Doing chores around the house may seem simple, but it can significantly impact your kids’ and teenagers’ lives in ways they may not realize until they are older.
Teenagers can learn essential relationship skills from doing chores, such as teamwork, cooperation, communication, and clarity, and feeling a sense of accomplishment upon completing a task. On top of these skills, they can learn important steps in caring for a family and home, like cleaning, organizing, preparing meals, and gardening.
Even though doing chores isn’t most people’s first choice for spending some time, Eva Carlston Academy reviews that by developing a family chore system is one of the several valuable steps to take when creating a happy family that functions well.
Social and emotional benefits
Doing chores can help a child or teenager feel that their contribution to the family is important. Fostering the desire to feel a sense of accomplishment upon completing even a simple task can help a child or teenager to feel a sense of responsibility and participation.
Over time, the repetition of these tasks and the positive outcomes associated with them can leave a child feeling more competent and self-assured. Not only will doing chores help a child or teenager to feel more confident in their daily life, but it can also teach them important lessons in relationships as well.
Working together with a sibling or as a family unit to complete a task can teach lessons about teamwork and cooperation, as well as ways to communicate clearly with each other. It can also teach valuable lessons about time management and the prioritization of tasks.
According to the Australian parenting website, doing chores can actually help reduce family stress, and may help your household to function better overall.

> [QUESTIONS TO ANSWER]:
1. In the passage on children's chores, what does the Australian parenting website say doing chores can help reduce?
2. Extend the passage on children's chores, picking up right after its final sentence.
The data after this point has no connection to the passage on children's chores.

> [GIVEN ENTRIES]:
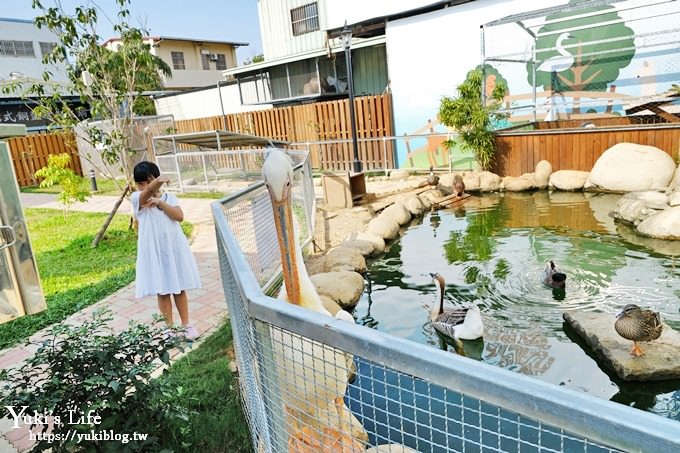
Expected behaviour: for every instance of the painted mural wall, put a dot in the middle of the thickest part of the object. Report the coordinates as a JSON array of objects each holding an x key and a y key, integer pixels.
[{"x": 611, "y": 58}]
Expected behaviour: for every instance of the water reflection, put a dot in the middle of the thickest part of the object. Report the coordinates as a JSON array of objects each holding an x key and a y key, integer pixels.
[{"x": 493, "y": 252}]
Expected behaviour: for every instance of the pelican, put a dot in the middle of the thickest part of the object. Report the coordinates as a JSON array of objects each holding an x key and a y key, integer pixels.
[
  {"x": 552, "y": 276},
  {"x": 457, "y": 323},
  {"x": 561, "y": 62},
  {"x": 312, "y": 375}
]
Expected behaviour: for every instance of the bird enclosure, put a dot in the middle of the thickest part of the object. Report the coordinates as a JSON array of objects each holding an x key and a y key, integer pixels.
[
  {"x": 403, "y": 392},
  {"x": 586, "y": 60}
]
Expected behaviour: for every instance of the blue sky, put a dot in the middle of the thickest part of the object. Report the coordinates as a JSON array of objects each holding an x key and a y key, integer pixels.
[{"x": 221, "y": 20}]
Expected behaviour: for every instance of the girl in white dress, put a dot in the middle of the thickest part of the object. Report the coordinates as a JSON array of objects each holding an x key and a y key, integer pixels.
[{"x": 165, "y": 265}]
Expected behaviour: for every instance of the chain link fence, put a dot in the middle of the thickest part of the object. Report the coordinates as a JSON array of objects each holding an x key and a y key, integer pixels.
[{"x": 295, "y": 367}]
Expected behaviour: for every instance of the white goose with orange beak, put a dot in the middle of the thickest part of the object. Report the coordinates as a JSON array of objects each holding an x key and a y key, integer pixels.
[{"x": 312, "y": 375}]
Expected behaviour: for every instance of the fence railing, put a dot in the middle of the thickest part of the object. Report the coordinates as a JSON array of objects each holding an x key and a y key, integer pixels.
[
  {"x": 404, "y": 392},
  {"x": 30, "y": 154}
]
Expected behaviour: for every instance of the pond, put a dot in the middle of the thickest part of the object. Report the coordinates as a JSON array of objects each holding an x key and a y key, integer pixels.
[{"x": 492, "y": 252}]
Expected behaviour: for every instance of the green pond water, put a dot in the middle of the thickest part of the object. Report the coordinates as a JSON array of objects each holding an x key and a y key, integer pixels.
[{"x": 492, "y": 252}]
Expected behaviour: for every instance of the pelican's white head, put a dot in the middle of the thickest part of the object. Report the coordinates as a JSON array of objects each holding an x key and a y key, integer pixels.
[{"x": 277, "y": 172}]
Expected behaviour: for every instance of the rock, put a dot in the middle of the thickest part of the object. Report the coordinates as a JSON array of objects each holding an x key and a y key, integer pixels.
[
  {"x": 674, "y": 199},
  {"x": 398, "y": 213},
  {"x": 542, "y": 174},
  {"x": 489, "y": 182},
  {"x": 383, "y": 227},
  {"x": 426, "y": 202},
  {"x": 632, "y": 211},
  {"x": 329, "y": 304},
  {"x": 344, "y": 287},
  {"x": 472, "y": 181},
  {"x": 568, "y": 179},
  {"x": 413, "y": 204},
  {"x": 391, "y": 448},
  {"x": 629, "y": 167},
  {"x": 519, "y": 183},
  {"x": 659, "y": 362},
  {"x": 651, "y": 199},
  {"x": 399, "y": 175},
  {"x": 662, "y": 225},
  {"x": 376, "y": 241},
  {"x": 315, "y": 264},
  {"x": 345, "y": 259}
]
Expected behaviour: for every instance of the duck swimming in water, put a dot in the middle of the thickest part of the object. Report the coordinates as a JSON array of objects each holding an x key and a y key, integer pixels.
[
  {"x": 553, "y": 277},
  {"x": 636, "y": 324},
  {"x": 456, "y": 323}
]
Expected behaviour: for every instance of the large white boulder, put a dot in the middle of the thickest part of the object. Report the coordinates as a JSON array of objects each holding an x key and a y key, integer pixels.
[
  {"x": 630, "y": 167},
  {"x": 542, "y": 174},
  {"x": 568, "y": 179},
  {"x": 662, "y": 225}
]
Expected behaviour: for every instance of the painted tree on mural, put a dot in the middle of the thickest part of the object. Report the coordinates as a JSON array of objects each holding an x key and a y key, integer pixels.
[{"x": 583, "y": 53}]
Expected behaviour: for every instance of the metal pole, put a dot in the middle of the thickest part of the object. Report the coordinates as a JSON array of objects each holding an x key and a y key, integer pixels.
[{"x": 356, "y": 165}]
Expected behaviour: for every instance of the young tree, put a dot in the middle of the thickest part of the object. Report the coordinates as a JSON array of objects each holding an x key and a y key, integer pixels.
[{"x": 109, "y": 84}]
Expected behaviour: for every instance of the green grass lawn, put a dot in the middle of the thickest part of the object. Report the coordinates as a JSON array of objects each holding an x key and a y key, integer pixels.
[
  {"x": 211, "y": 390},
  {"x": 72, "y": 273}
]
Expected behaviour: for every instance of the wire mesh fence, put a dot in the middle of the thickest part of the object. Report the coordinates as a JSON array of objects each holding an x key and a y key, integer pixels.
[{"x": 311, "y": 383}]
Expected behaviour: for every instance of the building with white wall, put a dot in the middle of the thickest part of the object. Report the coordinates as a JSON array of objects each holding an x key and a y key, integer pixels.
[{"x": 194, "y": 62}]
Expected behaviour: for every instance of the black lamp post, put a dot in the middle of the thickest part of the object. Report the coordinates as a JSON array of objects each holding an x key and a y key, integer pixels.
[{"x": 346, "y": 36}]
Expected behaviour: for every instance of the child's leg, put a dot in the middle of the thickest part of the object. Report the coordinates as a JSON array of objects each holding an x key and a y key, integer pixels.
[
  {"x": 165, "y": 307},
  {"x": 182, "y": 304}
]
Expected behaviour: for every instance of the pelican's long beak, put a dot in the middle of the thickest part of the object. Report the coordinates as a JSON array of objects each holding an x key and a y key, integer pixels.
[{"x": 283, "y": 218}]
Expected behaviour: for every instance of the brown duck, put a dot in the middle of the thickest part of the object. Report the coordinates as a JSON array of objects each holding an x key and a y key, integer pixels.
[{"x": 636, "y": 324}]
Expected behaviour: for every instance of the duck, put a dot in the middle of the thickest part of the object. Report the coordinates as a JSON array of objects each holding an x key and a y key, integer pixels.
[
  {"x": 457, "y": 323},
  {"x": 553, "y": 277},
  {"x": 458, "y": 186},
  {"x": 636, "y": 324},
  {"x": 432, "y": 179}
]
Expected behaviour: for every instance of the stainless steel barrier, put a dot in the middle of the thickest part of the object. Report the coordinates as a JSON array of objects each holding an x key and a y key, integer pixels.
[{"x": 404, "y": 393}]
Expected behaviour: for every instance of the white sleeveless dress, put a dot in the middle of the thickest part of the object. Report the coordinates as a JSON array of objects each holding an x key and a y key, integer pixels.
[{"x": 165, "y": 264}]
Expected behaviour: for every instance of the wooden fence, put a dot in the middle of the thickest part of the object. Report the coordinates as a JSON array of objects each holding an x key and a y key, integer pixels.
[
  {"x": 326, "y": 121},
  {"x": 30, "y": 154},
  {"x": 518, "y": 152}
]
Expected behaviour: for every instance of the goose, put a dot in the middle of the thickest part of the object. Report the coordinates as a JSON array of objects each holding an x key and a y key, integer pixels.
[
  {"x": 432, "y": 179},
  {"x": 552, "y": 276},
  {"x": 458, "y": 185},
  {"x": 457, "y": 323},
  {"x": 636, "y": 324},
  {"x": 312, "y": 375}
]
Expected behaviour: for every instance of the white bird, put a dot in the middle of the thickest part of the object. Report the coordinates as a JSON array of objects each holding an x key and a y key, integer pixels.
[
  {"x": 561, "y": 62},
  {"x": 456, "y": 323},
  {"x": 312, "y": 376}
]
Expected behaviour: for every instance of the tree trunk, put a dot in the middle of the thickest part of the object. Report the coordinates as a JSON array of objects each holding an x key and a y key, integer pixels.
[{"x": 102, "y": 230}]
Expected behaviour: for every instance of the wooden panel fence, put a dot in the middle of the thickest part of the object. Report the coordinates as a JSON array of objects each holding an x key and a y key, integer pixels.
[
  {"x": 575, "y": 149},
  {"x": 30, "y": 154},
  {"x": 315, "y": 122}
]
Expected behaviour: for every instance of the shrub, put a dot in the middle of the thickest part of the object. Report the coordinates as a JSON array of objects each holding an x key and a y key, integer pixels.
[
  {"x": 87, "y": 370},
  {"x": 472, "y": 119}
]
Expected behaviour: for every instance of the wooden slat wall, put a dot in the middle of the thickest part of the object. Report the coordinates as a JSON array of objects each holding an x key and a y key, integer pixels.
[
  {"x": 30, "y": 154},
  {"x": 517, "y": 153},
  {"x": 320, "y": 121}
]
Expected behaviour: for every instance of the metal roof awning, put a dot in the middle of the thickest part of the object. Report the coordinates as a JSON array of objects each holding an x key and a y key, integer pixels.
[{"x": 219, "y": 140}]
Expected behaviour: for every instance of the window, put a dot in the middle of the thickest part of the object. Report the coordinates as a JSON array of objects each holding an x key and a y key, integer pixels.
[
  {"x": 221, "y": 63},
  {"x": 46, "y": 48},
  {"x": 178, "y": 60},
  {"x": 17, "y": 48},
  {"x": 205, "y": 60},
  {"x": 305, "y": 19}
]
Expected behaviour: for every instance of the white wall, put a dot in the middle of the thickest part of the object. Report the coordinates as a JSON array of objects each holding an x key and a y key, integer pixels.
[{"x": 204, "y": 103}]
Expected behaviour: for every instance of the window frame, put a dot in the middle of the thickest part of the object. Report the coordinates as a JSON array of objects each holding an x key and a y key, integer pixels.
[
  {"x": 305, "y": 19},
  {"x": 178, "y": 61}
]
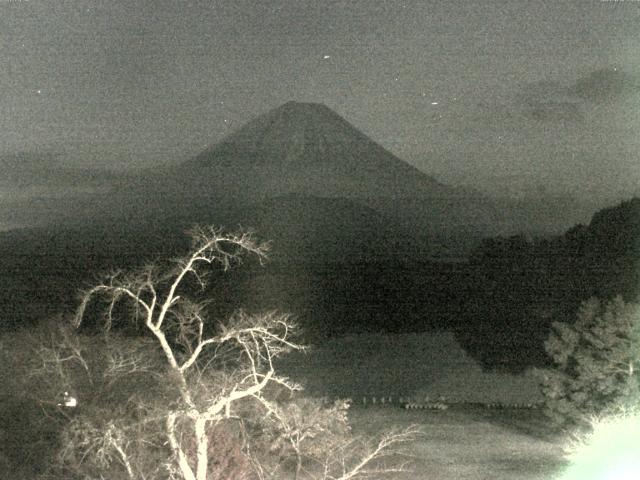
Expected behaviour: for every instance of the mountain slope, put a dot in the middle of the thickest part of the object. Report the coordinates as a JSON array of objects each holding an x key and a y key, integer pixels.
[{"x": 306, "y": 149}]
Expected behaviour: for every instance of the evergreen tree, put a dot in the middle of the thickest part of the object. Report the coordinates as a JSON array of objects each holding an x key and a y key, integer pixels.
[{"x": 596, "y": 362}]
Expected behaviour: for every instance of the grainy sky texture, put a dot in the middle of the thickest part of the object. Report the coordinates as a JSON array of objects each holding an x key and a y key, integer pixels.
[{"x": 492, "y": 94}]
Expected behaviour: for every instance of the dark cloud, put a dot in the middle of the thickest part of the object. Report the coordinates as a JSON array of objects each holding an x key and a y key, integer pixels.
[{"x": 550, "y": 101}]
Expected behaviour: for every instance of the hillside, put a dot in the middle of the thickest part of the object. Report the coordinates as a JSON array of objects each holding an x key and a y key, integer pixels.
[{"x": 306, "y": 149}]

> [ANSWERS TO THE TASKS]:
1. Family stress.

2.
Other important life lessons
Not only does doing chores help instill positive routines and cycles in a teenager’s life, but it can also help prepare them for adulthood, so they can feel confident to face the world as an adult when it comes time to leave the house.
Doing chores as a child can help teach important skills to help them later in life, like cooking food for their own future family to eat, cleaning and organizing to support a healthy and hygienic home and atmosphere, and growing food in a garden to make for dinner. From learning how to do the dishes to doing laundry, to cleaning the bathroom, a weekly chore list can do wonders.
Doing chores for teens in therapy
Doing chores is one of the first opportunities for children to learn how to implement positive structure into their life and strive for that feeling of accomplishment associated with completing a task well.
Teens in therapy can implement small changes into their life, which over time can yield big results if followed through with. Many teens in therapy may feel that their lives lack positive structure in their household, and one small change to consider implementing would be developing a chore list to create some structure in daily life.